→ **WHAT TO DO**: Reproduce the data verbatim from the line containing "Please trace the outline of every instance of the bare" up to and including the last line of the data.
○ ○ ○ ○ ○ ○ ○
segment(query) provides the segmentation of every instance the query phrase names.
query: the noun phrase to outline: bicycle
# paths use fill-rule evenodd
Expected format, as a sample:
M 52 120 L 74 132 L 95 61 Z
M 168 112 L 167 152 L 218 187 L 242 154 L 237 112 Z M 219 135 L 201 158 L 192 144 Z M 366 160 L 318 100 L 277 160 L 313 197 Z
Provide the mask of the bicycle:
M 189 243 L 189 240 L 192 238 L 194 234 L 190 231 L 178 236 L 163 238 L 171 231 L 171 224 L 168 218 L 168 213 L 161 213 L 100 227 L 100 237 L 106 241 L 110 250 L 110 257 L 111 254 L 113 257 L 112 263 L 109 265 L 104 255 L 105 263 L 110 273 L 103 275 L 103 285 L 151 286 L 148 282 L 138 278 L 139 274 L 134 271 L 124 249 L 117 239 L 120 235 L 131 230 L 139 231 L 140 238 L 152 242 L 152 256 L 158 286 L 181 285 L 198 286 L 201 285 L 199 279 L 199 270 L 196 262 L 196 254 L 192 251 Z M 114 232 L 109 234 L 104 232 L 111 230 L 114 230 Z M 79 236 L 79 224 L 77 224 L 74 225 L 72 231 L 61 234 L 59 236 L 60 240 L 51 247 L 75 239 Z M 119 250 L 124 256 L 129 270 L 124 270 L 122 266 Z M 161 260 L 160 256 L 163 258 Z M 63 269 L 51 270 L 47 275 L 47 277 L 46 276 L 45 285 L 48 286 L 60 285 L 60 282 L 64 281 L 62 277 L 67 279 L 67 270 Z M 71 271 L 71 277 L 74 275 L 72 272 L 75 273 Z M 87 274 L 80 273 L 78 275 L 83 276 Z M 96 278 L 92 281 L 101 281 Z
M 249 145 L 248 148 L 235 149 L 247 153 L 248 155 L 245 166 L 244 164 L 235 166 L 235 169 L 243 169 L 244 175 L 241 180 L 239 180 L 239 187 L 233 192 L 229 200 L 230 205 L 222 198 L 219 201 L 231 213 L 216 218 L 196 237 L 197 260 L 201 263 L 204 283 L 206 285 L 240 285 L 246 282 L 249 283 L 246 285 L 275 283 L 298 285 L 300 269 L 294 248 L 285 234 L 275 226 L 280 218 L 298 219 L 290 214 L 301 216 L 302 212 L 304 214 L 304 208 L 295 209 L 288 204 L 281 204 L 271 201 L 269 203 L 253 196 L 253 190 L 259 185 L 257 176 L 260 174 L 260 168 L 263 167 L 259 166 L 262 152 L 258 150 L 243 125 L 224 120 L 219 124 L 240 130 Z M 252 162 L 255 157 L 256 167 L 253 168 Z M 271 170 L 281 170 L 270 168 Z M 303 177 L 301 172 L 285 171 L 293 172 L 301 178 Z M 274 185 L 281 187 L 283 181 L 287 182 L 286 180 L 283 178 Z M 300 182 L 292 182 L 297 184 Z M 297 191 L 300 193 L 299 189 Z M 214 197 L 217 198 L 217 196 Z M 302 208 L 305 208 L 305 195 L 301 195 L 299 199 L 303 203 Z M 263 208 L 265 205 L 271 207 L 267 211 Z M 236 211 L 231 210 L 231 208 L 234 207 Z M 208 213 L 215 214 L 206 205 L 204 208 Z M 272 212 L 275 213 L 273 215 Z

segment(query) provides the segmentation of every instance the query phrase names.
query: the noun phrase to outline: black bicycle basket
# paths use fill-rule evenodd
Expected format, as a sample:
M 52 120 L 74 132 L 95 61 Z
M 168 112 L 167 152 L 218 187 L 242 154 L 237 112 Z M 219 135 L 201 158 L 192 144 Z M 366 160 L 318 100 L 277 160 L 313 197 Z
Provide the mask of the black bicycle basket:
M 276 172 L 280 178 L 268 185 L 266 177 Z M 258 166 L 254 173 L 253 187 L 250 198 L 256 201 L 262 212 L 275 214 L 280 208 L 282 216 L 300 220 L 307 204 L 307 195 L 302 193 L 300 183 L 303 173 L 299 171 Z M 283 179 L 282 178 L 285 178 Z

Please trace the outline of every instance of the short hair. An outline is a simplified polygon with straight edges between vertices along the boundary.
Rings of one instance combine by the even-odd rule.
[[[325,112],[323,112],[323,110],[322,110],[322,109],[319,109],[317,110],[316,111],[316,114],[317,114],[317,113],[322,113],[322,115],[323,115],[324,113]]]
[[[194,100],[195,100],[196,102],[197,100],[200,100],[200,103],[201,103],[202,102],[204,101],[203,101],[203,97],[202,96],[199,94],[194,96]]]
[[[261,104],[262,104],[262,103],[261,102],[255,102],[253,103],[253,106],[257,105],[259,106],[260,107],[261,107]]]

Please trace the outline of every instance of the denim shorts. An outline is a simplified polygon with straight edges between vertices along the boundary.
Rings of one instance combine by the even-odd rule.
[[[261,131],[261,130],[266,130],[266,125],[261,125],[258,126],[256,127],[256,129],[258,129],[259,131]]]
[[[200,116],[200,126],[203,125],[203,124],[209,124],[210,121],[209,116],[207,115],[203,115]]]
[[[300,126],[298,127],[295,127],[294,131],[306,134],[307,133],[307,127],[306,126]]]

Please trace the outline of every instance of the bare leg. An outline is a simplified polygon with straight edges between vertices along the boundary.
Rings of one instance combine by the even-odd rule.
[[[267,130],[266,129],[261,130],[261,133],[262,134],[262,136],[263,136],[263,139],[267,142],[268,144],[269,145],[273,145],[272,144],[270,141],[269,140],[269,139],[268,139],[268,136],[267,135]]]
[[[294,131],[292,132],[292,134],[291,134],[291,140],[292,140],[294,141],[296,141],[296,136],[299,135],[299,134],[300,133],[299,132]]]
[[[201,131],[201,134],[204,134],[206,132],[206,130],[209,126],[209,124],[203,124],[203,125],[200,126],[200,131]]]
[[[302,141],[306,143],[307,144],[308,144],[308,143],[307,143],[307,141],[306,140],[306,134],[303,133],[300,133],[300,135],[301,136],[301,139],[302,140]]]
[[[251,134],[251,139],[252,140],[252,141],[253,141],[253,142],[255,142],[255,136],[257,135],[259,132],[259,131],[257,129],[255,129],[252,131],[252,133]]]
○ ○ ○ ○ ○ ○ ○
→ **RESULT OF THIS EXERCISE**:
Please trace the outline of every instance of the bare leg. An outline is a simplified polygon with straight edges between vertices along the boundary.
Rings of one instance combine by the even-odd rule.
[[[267,130],[266,129],[261,130],[261,133],[262,134],[262,136],[263,136],[263,139],[267,142],[268,144],[269,145],[273,145],[272,144],[270,141],[269,140],[269,139],[268,139],[268,136],[267,135]]]
[[[294,131],[292,132],[292,134],[291,134],[291,140],[292,140],[294,141],[296,141],[296,136],[299,135],[299,134],[300,133],[299,132]]]
[[[201,131],[201,134],[204,134],[206,132],[206,130],[209,126],[209,124],[203,124],[203,125],[200,126],[200,131]]]
[[[302,141],[306,143],[307,144],[308,144],[308,143],[307,143],[307,141],[306,140],[306,134],[303,133],[300,133],[300,135],[301,136],[301,139],[302,140]]]
[[[251,134],[251,139],[252,140],[252,141],[253,141],[253,142],[255,142],[255,136],[257,135],[259,132],[259,131],[257,129],[255,129],[252,131],[252,133]]]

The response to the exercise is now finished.